§ **ASSIGNMENT**
Write the entries below again, precisely as they appear.

§ **RECORDS FOR THE EXERCISE**
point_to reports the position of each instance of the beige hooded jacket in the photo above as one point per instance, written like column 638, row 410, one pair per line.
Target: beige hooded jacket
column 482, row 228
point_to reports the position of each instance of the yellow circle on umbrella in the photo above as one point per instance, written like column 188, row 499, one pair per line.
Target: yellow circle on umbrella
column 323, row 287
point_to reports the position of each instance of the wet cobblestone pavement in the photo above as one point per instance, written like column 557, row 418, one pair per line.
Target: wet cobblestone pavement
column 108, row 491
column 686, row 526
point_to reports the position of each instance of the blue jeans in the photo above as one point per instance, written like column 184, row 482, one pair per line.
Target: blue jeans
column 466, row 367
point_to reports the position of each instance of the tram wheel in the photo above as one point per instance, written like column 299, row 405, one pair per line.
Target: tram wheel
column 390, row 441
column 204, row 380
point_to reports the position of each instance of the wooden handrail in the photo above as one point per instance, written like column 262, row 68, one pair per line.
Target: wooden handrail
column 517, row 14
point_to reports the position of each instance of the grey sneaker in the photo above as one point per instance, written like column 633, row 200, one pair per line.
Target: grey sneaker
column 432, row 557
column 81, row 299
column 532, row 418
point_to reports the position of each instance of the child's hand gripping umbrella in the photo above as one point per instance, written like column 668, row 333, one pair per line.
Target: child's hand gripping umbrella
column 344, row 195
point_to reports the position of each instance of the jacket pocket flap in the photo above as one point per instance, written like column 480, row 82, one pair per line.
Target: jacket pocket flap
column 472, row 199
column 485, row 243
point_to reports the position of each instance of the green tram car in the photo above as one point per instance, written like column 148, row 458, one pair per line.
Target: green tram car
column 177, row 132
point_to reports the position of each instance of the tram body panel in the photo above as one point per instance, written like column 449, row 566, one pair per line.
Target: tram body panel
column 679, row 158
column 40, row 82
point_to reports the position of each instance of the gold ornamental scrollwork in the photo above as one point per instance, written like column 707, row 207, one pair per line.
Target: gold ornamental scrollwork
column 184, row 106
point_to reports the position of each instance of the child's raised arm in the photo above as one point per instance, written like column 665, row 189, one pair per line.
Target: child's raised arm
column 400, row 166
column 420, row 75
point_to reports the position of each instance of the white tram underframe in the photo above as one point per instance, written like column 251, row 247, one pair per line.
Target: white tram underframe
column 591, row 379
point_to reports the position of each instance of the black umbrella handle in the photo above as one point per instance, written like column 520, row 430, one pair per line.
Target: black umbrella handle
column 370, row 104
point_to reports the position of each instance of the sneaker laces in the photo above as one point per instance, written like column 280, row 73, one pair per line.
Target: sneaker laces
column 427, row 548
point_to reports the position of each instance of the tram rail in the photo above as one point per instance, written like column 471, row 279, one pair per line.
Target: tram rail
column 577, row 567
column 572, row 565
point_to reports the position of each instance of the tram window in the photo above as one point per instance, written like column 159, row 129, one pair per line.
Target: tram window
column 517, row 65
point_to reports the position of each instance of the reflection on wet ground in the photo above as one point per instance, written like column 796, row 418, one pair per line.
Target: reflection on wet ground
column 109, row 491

§ **EXERCISE SOLUTION**
point_to reports the position of each instance of the beige hooded jacket in the photo above as one point per instance, written like column 638, row 410, one pair per line.
Target: beige hooded jacket
column 482, row 228
point_to reports the position of each instance of the yellow circle on umbrella in the photo above as one point per instance, written like column 188, row 499, one pair per line.
Target: yellow circle on umbrella
column 323, row 287
point_to reports the position of each instance of the wet cobblestone pavement in the photo above as one point per instance, written like column 557, row 418, one pair per line.
Target: wet cobblestone pavement
column 108, row 491
column 686, row 526
point_to reports the position of each instance of the blue jeans in the photo above as one point per instance, written like column 184, row 482, one pair per line.
Target: blue jeans
column 466, row 367
point_to reports the position of each instance of the tram wheel in the photo above as one point per instance, written like column 299, row 405, one pair per line.
Target: tram wheel
column 390, row 441
column 204, row 380
point_to reports the position of each instance of the wooden handrail in the photo above as one point per instance, written like column 262, row 68, one pair per line.
Target: wooden handrail
column 517, row 14
point_to reports the position of each instance of the grey sneaker in the photo above as one point per instance, written like column 633, row 200, one pair per line.
Target: grey sneaker
column 432, row 557
column 81, row 299
column 532, row 418
point_to reports the position of each instance of the child's hand gripping umbrella in the photo above as one point per instance, written like column 668, row 333, one pair per line.
Target: child's hand gripping umbrella
column 344, row 195
point_to reports the position of each instance of the jacket pocket flap in the photo above as one point per instance, written like column 480, row 82, one pair per line.
Target: jacket pocket flap
column 472, row 199
column 485, row 243
point_to reports the position of each instance of the green tram car in the photo above as one point per instance, written like column 148, row 458, one pair per line.
Target: green tram car
column 177, row 132
point_to reports the position of each instance of the tram body panel in the photo above as one point per instance, written like column 449, row 566, one pair per line.
Target: tram body panel
column 679, row 158
column 40, row 82
point_to reports the position of each instance of the gold ornamental scrollwork in the photo above as one point per instance, written like column 707, row 207, one pair per line.
Target: gold ornamental scrollwork
column 184, row 106
point_to reports the position of each instance of the child's raised arm in the photo above as one point per instance, written like column 665, row 189, one pair per line.
Target: child's raised arm
column 400, row 166
column 420, row 75
point_to reports the position of each instance of the white tram underframe in the photo above as one point per instance, written like column 251, row 247, one pair per line.
Target: white tram underframe
column 591, row 379
point_to reports the position of each instance of the black umbrella handle in the photo above as one point per instance, written like column 520, row 430, one pair per line.
Target: black umbrella handle
column 370, row 104
point_to reports the position of each instance of the sneaker laces in the photo above as one point per instance, written like column 280, row 73, one pair per line.
Target: sneaker laces
column 427, row 548
point_to reports the position of each instance of the tram rail in the photo above as one point per instance, written like column 471, row 279, one pair per line.
Target: tram rail
column 577, row 567
column 572, row 565
point_to reports the position of each instance of the tram window in the photo above as one point per instance, written like column 159, row 129, one pair per line.
Target: tram window
column 517, row 65
point_to reports the position of each instance of the reflection on wet ground in the photo above as one point per instance, written like column 796, row 418, one pair per line.
Target: reflection on wet ground
column 109, row 491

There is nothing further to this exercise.